▶ _TEXT SECTION_

::::::::::

Determination is not, however, enough to win the war on drugs. Since 2000, the United States has sent more than $6 billion to Bogotá to help Uribe and his predecessor stabilize the Andean region, stanch the flow of drugs into America's cities and cut drug production. In what is known as Plan Colombia, Washington sent pilots and choppers to Colombia, trained commandos and furnished weapons to fight traffickers and terrorists. For his part, Uribe and his predecessor raised the military budget from 4 to 6 percent of the national GDP. But instead of cutting drug production in half by 2006, as Plan Colombia intended, the acreage of land dedicated to coca cultivation is up 15 percent since 2000 and now yields 4 percent more cocaine than it did eight years ago. An October report by the U.S. Government Accountability Office, an oversight agency, says Plan Colombia's goals "have not been fully achieved."

To a certain extent, Uribe is struggling against impossible odds. Colombia's south, home to its most fertile coca fields, is bigger than France and many of its scarcely populated jungles remain unexplored by cartographers—or police. Such tough terrain is made for coca. With few roads suitable for trucking, it becomes extremely expensive to transport coffee or some other crop to market, and there's only so much a supplier can charge for a kilo of coffee beans. But narcotraffickers have at their disposal a network of illegal airlifts, jungle runners and riverboats to move cocaine from the local "cook" (workshops are located near the fields) to international traffickers in Venezuela and on the Pacific Coast. As a business proposition, shipping small volumes of expensive goods (a kilo of cocaine can fetch up to $175,000 in some markets) is infinitely more sensible than shipping vast volumes of cheap commodities. Daniel Mejía, an economist at Los Andes University in Bogotá, figures the annual profit on a hectare of coffee is $500, compared with $5,000 for coca.

Moreover, the difficult geography means that 70 percent of crop eradication—the backbone of Plan Colombia's antidrug strategy—must be done by air. Perry Holloway, a U.S. diplomat who coordinates eradication efforts from the embassy in Bogotá, says less than 0.2 percent of Colombian land is taken up by coca crops, but the plants are seeded in narrow slivers lodged between produce and vast tracts of jungle. Some farmers have figured out they can avoid airborne crop-eradication efforts by cloaking the coca beneath other vegetation, like beans. Rafael Pardo, one of 11 candidates for president in next year's election, says eight years ago authorities fumigated three hectares of land to eliminate one hectare of coca; now they need to target more than 20.

Meanwhile, the fragmenting drug trade makes crackdowns even tougher. Before Uribe became president, the drug trade was managed by three vertically integrated groups that controlled every aspect of the business, often through violence, intimidation and bribery. After years of intense battle, the government broke them up in the 1990s by arresting or killing their leaders and wrecking infrastructures. That helped stem the violence, and Uribe's subsequent assault on the FARC terrorist group brought urban crime rates to new lows. But the destruction of the cartels left a vacuum that was filled by more specialized criminal groups. In a given province, one group might plant the coca, another moves it to laboratories that turn it into cocaine for a fee, a third squirrels it across the border and a fourth brings it to the Mexican cartels that now control entry into the United States. Often the government apprehends or kills the proprietors of a company that shepherds bundled coca leaves to a lab—only to have others quickly take over that market. "We're capturing more cocaine and heroin than ever before," says Alfredo Rangel, a top Colombian security expert and an Uribe supporter. "The bad news is that all that has done nothing."

::::::::::

▶ _RECORDED INFORMATION_

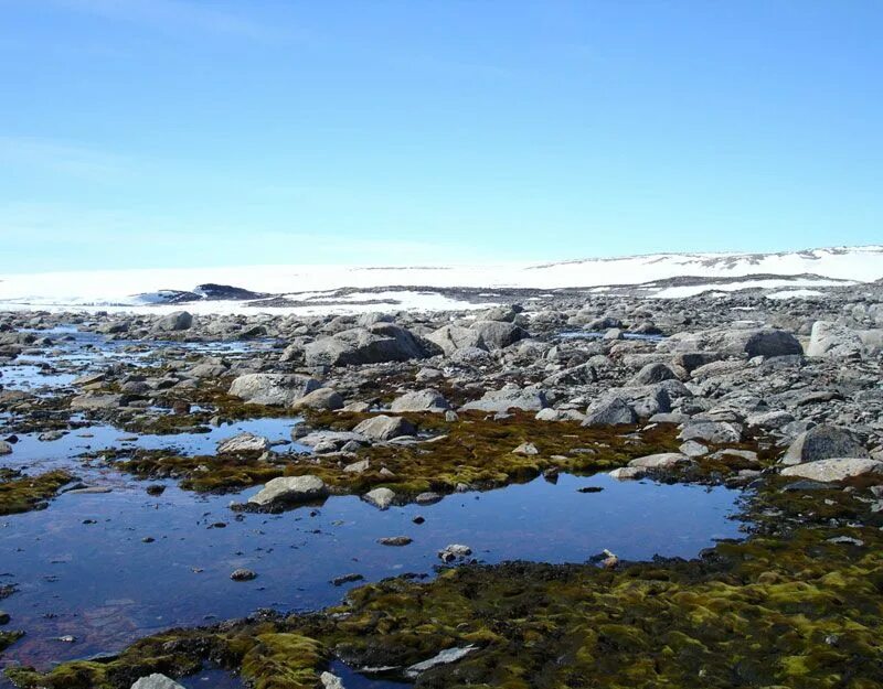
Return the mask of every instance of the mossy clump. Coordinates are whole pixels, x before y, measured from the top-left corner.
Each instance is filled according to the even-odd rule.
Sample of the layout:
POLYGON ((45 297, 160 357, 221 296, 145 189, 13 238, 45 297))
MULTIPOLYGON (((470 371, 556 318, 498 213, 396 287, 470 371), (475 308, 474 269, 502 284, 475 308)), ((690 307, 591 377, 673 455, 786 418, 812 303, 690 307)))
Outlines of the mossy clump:
POLYGON ((185 491, 226 493, 264 484, 285 469, 255 455, 180 456, 162 451, 138 451, 114 467, 140 478, 178 478, 185 491))
POLYGON ((242 659, 242 676, 254 689, 313 689, 327 658, 322 645, 290 633, 262 634, 242 659))
POLYGON ((187 664, 164 661, 177 649, 240 669, 253 687, 300 689, 315 686, 331 655, 402 675, 440 650, 474 646, 415 686, 883 686, 883 514, 866 486, 788 487, 767 476, 744 514, 752 537, 690 561, 466 566, 428 583, 362 586, 323 613, 167 633, 100 671, 66 664, 9 675, 29 689, 79 689, 67 678, 91 667, 88 686, 128 689, 134 668, 180 677, 187 664))
MULTIPOLYGON (((313 415, 313 427, 351 430, 371 415, 313 415)), ((315 474, 336 493, 362 494, 379 486, 392 488, 406 500, 419 493, 453 493, 458 484, 492 488, 530 481, 547 469, 594 473, 623 466, 653 452, 673 451, 678 441, 671 426, 591 429, 575 422, 550 423, 532 415, 487 419, 483 413, 462 415, 447 422, 440 415, 406 415, 422 433, 432 434, 409 444, 377 444, 354 455, 245 455, 178 456, 168 452, 136 451, 115 466, 142 478, 175 477, 181 486, 200 492, 225 492, 266 483, 278 476, 315 474), (512 452, 524 442, 539 454, 512 452), (344 471, 368 459, 361 473, 344 471), (385 470, 385 471, 384 471, 385 470)), ((104 453, 106 457, 114 456, 104 453)))
POLYGON ((0 469, 0 515, 39 509, 73 478, 65 471, 26 476, 14 470, 0 469))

::::::::::

▶ _SET TASK 1_
Copy the listing word for word, from its first line down through the line that contains "POLYGON ((45 297, 160", and leave the picture out.
▶ _SET TASK 2_
Write the next part of the piece on Colombia's fight against the drug trade, picking up after its final paragraph.

▶ _FINAL ANSWER 1_
Return the mask of every instance of the mossy clump. Coordinates are whole pixels, x before y, measured from the top-left corner.
Each instance is filled according to the even-odd rule.
Sample of the layout:
POLYGON ((45 297, 160 357, 221 296, 145 189, 13 238, 45 297))

▶ _FINAL ANSWER 2_
Uribe has fought back by pushing police and military forces further into the south, stepping up interdiction patrols, gathering better intelligence about new narcotraffickers and combating the coca trade's seductive economics with his own development plan. Under a new Defense Ministry pilot program, law enforcement is telling coca-growing campesinos that if they give up coca, the government will compensate them for lost revenue. But like many government subsidies, it has untended consequences. Uribe's plan rewards only those who broke the law; farmers who never planted coca are ineligible for payments. Critics predict that campesinos who had resisted growing coca may now begin to do so, enabling them to quit in return for handouts.

Just as Uribe has tried to get tougher on drug trafficking, Colombia's neighbors have become more lax, creating new business opportunities for growers and others. Venezuela's Hugo Chávez banned U.S. radar patrols in 2005 as relations soured with Washington. His government has cooperated with the FARC and allowed it to control some of Venezuela's most rural towns—crucial outposts on the narcotics-export route. Bolivian President Evo Morales has also refused to aid U.S. eradication efforts in his country—he has just expelled 60 DEA officers—or undertake any of his own. Drugs that in the past might have been interdicted exiting Colombia through its ports or airfields are now crossing borders into those countries, making them harder to catch on their way to Mexico or, increasingly, overseas.

All of which means that the drug war in Colombia may be at a stalemate. With diminishing returns on enforcement, American and Colombian officials are at a loss to say what, exactly, their endgame is. "It's hard to know when we're done," says Holloway. "I equate it with a cypress in a swamp. Every year you drain some water and see more of the root, but you really don't know how deep it goes." Policymakers in Bogotá hope to put a dent in the drug trade by launching what Colombians have called a Marshall Plan in the Andes, developing new jobs and industries to replace coca harvesting, with American funding.

But while the United States may send additional aid through Plan Colombia for institution-building, the closest thing to a Marshall Plan Bogotá is likely to see is ratification of the bilateral free-trade agreement already signed by Uribe and George W. Bush. Yet even that would do little in the short term to curtail drug production, and with no support for the deal from incoming U.S. President Barack Obama or the Senate Democrats it is unlikely to be ratified any time soon. So for now, Colombia and the United States will have to come to terms with the fact that even a popular president has limited power to fight drug traffickers.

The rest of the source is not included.